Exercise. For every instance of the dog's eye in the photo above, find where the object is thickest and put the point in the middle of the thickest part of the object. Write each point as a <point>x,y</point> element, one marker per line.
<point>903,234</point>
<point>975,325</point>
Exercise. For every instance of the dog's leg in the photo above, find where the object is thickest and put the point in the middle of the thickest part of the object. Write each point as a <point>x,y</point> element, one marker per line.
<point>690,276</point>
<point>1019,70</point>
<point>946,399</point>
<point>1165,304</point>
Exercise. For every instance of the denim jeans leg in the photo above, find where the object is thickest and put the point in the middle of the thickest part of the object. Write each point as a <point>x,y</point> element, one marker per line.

> Instructions to follow: Print out all the material above, unaltered.

> Response:
Exercise. For every instance of the dog's eye in the photo above, find where the object is thickest and put the point in the middle of the thickest part of the object. Write each point as a <point>x,y</point> element, one marker per line.
<point>903,234</point>
<point>975,325</point>
Exercise. For every instance of the dog's leg in the photo above, find where the object is thickest and put the point in the middle of the thickest part of the object. Write each point as a <point>x,y</point> element, one marker per line.
<point>690,276</point>
<point>1019,70</point>
<point>946,399</point>
<point>1165,304</point>
Exercise. For every instance of the denim jeans leg in the photo above, find where the object is thickest and put the point in the middle of the thickest part of the object. Write each point as a <point>x,y</point> element, one marker per line.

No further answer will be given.